TO BE DONE:
Can you convert the rows from the line with "Detect and localize the following in the given image: city" up to and including the line with "[325,164,350,173]" into a two-column CSV headed instruction and output, one line per row, with each field in quotes and its line breaks turned into spaces?

———

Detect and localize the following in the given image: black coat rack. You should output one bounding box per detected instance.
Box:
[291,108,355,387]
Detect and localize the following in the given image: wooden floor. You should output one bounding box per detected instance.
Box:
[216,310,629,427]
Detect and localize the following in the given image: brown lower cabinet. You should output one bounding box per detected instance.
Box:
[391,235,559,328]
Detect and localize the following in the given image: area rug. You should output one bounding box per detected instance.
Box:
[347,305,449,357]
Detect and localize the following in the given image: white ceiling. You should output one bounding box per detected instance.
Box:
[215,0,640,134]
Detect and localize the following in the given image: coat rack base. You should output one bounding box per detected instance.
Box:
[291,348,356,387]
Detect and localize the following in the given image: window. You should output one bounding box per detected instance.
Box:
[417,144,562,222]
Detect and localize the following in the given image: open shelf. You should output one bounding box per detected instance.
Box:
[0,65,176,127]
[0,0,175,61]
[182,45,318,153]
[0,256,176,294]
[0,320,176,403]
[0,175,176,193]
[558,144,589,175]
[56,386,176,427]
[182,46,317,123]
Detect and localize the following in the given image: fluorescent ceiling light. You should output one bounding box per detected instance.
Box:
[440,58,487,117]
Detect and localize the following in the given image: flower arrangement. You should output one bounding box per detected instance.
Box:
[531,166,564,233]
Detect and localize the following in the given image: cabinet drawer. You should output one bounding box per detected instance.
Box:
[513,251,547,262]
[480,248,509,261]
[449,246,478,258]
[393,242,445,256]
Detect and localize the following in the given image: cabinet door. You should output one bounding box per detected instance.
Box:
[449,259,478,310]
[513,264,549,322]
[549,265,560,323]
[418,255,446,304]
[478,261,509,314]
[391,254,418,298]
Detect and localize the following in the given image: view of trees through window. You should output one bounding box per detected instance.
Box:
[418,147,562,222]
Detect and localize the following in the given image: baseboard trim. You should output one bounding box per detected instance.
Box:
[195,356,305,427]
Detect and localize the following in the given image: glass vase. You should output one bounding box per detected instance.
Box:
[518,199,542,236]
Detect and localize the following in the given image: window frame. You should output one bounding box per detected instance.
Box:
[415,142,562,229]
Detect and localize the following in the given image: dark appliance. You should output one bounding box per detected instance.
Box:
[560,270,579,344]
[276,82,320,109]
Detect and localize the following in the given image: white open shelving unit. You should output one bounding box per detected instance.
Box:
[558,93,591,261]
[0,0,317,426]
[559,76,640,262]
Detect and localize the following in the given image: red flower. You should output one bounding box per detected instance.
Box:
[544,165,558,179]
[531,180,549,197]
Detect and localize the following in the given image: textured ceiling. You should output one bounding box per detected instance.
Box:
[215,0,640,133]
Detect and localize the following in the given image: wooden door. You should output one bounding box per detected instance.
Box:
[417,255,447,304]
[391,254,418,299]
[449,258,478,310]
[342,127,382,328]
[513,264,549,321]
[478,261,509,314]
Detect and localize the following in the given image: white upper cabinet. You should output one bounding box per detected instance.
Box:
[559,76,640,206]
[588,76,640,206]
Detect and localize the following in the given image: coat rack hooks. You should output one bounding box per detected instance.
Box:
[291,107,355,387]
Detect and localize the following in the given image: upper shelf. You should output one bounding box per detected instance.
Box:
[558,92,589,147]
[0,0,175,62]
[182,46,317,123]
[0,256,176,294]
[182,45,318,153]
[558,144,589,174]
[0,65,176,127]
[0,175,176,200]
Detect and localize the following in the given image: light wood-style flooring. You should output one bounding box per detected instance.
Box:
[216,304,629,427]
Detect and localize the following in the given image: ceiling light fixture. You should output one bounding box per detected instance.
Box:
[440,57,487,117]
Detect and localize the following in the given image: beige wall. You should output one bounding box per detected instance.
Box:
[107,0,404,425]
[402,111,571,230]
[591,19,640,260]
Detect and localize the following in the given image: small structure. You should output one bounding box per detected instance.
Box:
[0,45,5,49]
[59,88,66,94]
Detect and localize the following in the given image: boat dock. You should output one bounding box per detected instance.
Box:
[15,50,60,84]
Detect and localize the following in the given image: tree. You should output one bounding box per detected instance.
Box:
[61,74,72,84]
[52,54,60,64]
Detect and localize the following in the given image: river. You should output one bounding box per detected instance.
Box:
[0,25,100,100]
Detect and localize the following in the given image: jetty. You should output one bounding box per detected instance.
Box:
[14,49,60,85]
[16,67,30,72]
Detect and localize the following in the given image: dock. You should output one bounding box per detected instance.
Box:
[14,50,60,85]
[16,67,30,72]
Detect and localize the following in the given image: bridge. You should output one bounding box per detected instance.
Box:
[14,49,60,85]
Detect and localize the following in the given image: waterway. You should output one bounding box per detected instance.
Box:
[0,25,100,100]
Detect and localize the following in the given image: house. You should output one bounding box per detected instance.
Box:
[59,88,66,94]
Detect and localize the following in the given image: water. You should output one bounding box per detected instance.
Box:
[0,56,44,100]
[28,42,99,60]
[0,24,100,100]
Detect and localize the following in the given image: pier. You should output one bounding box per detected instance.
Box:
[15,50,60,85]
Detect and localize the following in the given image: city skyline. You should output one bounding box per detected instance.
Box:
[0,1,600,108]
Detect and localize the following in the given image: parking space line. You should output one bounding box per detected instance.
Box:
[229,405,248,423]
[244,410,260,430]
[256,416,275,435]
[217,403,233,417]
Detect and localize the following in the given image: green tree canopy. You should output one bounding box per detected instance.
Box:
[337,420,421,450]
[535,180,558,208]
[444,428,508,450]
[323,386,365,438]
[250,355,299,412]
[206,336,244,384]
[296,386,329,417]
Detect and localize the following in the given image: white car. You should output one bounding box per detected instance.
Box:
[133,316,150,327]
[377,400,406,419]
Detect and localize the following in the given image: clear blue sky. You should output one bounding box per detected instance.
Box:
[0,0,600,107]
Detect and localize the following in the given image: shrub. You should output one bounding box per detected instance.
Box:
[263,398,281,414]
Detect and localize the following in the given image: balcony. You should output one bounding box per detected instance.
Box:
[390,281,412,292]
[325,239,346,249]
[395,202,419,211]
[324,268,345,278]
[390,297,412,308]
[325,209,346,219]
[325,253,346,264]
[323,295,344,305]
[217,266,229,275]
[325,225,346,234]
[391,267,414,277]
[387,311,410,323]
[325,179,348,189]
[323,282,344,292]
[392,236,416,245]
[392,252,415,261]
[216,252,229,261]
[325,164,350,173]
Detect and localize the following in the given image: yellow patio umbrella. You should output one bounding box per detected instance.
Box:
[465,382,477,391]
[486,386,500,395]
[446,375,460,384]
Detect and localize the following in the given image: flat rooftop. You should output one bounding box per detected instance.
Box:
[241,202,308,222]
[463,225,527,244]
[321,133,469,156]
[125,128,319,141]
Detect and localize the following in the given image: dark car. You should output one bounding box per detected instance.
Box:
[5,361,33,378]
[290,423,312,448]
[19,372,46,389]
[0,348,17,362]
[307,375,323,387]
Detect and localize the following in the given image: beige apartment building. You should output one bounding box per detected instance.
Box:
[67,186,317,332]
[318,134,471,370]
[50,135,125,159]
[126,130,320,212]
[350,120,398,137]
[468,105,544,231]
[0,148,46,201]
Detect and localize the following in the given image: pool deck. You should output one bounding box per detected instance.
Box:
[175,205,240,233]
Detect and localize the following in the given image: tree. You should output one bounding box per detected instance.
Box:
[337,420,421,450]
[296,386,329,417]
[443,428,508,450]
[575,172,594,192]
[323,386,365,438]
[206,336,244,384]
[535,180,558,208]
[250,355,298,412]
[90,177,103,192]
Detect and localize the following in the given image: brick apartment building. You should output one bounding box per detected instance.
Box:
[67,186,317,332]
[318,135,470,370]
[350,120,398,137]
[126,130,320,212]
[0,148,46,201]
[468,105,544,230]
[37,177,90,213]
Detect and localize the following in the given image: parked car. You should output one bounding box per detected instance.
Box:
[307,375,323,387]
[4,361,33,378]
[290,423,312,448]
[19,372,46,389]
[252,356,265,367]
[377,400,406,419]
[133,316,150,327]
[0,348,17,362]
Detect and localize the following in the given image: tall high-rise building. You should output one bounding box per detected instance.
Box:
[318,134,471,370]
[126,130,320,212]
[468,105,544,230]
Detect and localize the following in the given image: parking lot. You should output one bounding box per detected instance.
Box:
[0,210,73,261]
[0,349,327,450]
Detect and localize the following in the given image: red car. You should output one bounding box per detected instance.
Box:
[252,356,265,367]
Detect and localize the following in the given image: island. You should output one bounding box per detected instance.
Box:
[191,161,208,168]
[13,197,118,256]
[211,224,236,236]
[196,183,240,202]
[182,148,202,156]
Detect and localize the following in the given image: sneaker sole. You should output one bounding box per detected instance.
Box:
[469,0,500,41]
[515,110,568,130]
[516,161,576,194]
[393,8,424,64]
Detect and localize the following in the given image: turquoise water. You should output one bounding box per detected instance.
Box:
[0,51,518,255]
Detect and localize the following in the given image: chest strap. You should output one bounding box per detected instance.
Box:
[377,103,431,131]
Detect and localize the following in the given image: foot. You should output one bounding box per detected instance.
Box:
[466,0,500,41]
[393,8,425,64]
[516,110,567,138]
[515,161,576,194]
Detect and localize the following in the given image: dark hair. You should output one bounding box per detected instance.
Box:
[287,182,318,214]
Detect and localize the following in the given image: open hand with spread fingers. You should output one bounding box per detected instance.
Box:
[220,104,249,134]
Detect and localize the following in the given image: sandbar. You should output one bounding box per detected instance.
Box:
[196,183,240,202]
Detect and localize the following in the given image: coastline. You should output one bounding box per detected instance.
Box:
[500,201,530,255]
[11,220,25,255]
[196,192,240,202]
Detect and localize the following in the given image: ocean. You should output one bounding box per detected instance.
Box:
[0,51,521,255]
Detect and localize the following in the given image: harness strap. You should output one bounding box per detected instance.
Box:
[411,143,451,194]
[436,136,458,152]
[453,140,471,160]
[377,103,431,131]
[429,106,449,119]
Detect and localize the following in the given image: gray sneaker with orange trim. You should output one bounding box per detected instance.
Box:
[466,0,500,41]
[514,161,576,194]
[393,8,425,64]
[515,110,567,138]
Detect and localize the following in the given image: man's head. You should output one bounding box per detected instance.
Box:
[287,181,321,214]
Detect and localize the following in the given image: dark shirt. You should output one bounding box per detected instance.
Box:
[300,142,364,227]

———

SOLUTION:
instruction,output
"Detect and localize the following in the given image: city skyline. You should output one bounding box per detected instance. Box:","[0,1,600,108]"
"Detect and localize the following in the given image: parking space line. You should output one bounding box per detected instance. Box:","[229,405,248,423] [244,410,260,430] [256,416,275,435] [217,403,233,417]"
"Detect and localize the following in the given image: green tree canopy. You should output one bounding box per detected instance. Box:","[337,420,421,450] [535,180,558,208] [444,428,508,450] [323,386,365,438] [250,355,299,412] [206,336,244,384] [296,386,329,417]"
"Detect and localize the following in the given image: white car. You should output one bounding box per detected instance. Box:","[133,316,150,327] [377,400,406,419]"
"Detect and localize the following in the given image: clear blue sky. You should output one bounding box per detected instance. Box:","[0,0,600,107]"
"Detect and localize the following in the given image: shrub. You should output one bounding box per detected instance. Box:","[263,398,281,414]"
"Detect and localize the following in the given image: balcony. You should output one bounding box per detected instance. Box:","[390,281,412,292] [325,239,346,249] [395,202,419,211] [324,268,345,278] [390,297,412,308] [325,209,346,219] [325,253,346,264] [323,295,344,305] [217,266,229,275] [325,225,346,234] [391,267,414,277] [387,311,410,323] [325,179,348,189] [323,282,344,292] [392,236,416,245] [392,252,415,261] [216,252,229,261] [325,164,350,173]"